WORK ITEM: In your copy, reproduce each entry exactly and leave out the pictures.
[TASK INPUTS Boundary: Start]
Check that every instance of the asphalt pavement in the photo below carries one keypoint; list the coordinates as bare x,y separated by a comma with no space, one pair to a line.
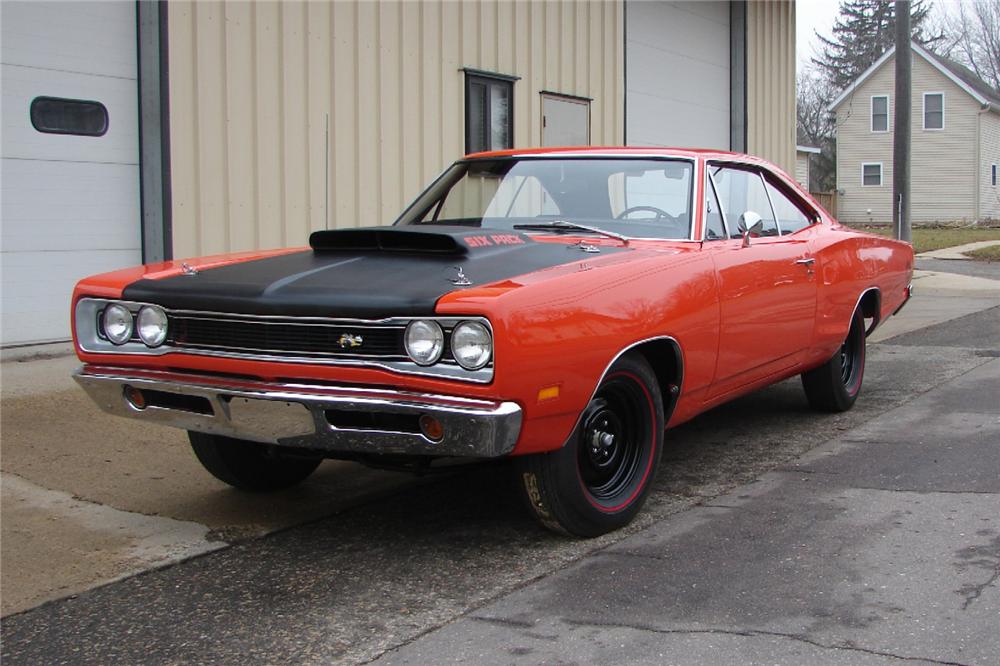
773,534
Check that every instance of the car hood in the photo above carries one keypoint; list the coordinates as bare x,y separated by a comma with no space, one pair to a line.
367,273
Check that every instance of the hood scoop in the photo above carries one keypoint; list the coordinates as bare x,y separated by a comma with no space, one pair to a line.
438,240
390,239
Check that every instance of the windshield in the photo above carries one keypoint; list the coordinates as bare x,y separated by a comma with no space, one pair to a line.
637,198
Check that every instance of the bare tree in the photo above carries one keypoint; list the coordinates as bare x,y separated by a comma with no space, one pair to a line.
815,126
973,37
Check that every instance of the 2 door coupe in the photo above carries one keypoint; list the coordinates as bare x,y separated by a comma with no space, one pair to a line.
562,307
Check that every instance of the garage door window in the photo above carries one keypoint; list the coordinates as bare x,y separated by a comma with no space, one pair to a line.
56,115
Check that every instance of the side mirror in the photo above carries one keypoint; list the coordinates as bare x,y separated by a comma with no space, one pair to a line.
750,225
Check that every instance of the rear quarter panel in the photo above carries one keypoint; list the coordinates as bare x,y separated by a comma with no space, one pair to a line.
849,264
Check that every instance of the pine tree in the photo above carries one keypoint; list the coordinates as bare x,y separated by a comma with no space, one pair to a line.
864,30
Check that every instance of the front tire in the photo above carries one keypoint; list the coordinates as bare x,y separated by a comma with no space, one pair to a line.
248,465
600,479
835,385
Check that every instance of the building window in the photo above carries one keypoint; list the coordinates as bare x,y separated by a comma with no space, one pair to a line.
871,174
565,120
489,112
55,115
880,113
933,110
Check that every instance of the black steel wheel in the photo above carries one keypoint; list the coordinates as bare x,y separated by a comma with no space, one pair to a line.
600,479
835,385
248,465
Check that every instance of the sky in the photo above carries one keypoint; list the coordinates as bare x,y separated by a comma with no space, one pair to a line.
810,16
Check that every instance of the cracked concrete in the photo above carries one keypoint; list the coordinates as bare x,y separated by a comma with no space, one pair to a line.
881,545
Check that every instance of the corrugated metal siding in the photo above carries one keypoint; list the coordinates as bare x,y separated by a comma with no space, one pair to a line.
989,155
942,162
771,81
257,88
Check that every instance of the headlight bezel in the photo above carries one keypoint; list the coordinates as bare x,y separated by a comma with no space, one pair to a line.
484,333
152,311
436,332
110,310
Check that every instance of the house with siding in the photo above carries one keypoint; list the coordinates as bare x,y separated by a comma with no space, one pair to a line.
955,149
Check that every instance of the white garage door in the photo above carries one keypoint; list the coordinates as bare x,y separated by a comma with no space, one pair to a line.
677,76
70,203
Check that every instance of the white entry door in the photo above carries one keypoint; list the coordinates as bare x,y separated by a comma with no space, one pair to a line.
70,201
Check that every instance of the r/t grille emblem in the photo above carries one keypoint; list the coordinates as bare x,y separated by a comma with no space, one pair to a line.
349,341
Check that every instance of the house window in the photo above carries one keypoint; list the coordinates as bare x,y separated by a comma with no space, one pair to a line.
933,110
880,113
55,115
489,112
871,174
[TASK INPUTS Boundary: End]
EXERCISE RESPONSE:
Check that every instance of the asphalt pavement in the photo below carries one keypoint; list the coordinates as bare x,y separated by a comma with no space, one pair to a line.
773,534
Check that every instance of the car hood in the photo above carries one keypoint; list the coordinates as bare x,y separated by a comma with no space, one pair to a line.
367,273
Check that every instance of the hood scoop in the photo above carries one keypoint; list the coordinates as bare x,y separated by a comma with no space, one pair to a line.
438,240
390,239
Check that every instance of the windshield in the photo above carries one keypoint; list the coordinates as bare x,y separated by a comma with no space, one pair to a line.
637,198
Check that every instance of the bare tree in the photo above carries one keypoint; list the coordinates as bare x,y separated by a comma with no space, one pair to a line.
815,126
973,37
Check that every instance of the 2 door coupe in the photo above carries one keypoint; list the coordinates as bare x,y separated by a comma with no space, one pair to a line.
562,307
Check that every instance of the garage door window in the photo above carries one keypoint; list the coordinates as bare x,y separated by a comma with no space, one pair to a line.
56,115
Check that every instance of the side mirror in the photo above carries one keypoint; list the coordinates as bare x,y separated by a comma with no space, one pair to a line.
750,225
Check that every instance of the rear quarter panel in the photo above carries one keypoint; list the coordinates as bare x,y separated by a comma with no space, one pair to a line.
849,264
Check that every instance of the pine tree in the photo above carries one keypoint; list the coordinates as bare x,y separated by a comma with no space, one pair to a line.
864,30
Check that every instance of the front tire in the photo above carries one keypoint; list the coordinates as bare x,y separated by a comma with no space, one pair to a line.
248,465
600,479
835,385
Check that every instance of the building window in the photo above carries one keypoint; list the coordinates as bare x,y separated by a comma with no space, one pair to a line.
871,174
565,120
489,112
55,115
880,113
933,110
Check that every instance of the black steel wheel in the photo above carries one keypoint; list the coordinates as bare x,y separated by a comma with no space, one pair to a line.
600,479
835,385
248,465
Check that every instance of the sky in the photo above carries one keypoint; list the coordinates as bare x,y separated by a comma with no space, one pair to a line.
810,16
Check that every instance of the cracked concrete in the photo above carries one keypoint; list the coordinates as bare x,y separated by a comma with no space, one pair to a line.
881,545
Check that every instance of the corrugated metal siding in the photo above carries one keypoint; list the coordinates as bare x,y separated by a comma with no space, one pair to a line.
989,155
942,162
771,81
257,88
Check that every instance of the headlight bezel in the photo above carries one keypoint; list the coordinates as bare x,y separated by a comma with no space, one pair to a line.
484,333
152,311
436,332
110,310
Check that every instance of the house with siding in the photo above carries one keypoint; list the coordinates as bare x,y separated by a comma with no space, one pair to a line.
955,149
Check that every instance of the white garage door in the photo above carries one keypoint; list the coordinates as bare x,y separated by a comma with no space, one pair to a line.
677,76
70,203
Check that every instance of the white entry door in the photo above carries one keypoint; list the coordinates as bare x,y separated by a comma with no space, one pair to a line.
70,201
Check that every instance of the r/t grille emblem in the photo above carries one keypoint; list the coordinates as bare x,y separated by a comma with no space, one pair to a line.
349,341
Check that every instance of the house window in the photo above carries one keypoint; list the coordinates as bare x,y separated by a comma with no space, one pair to a line.
933,110
880,113
55,115
489,112
871,174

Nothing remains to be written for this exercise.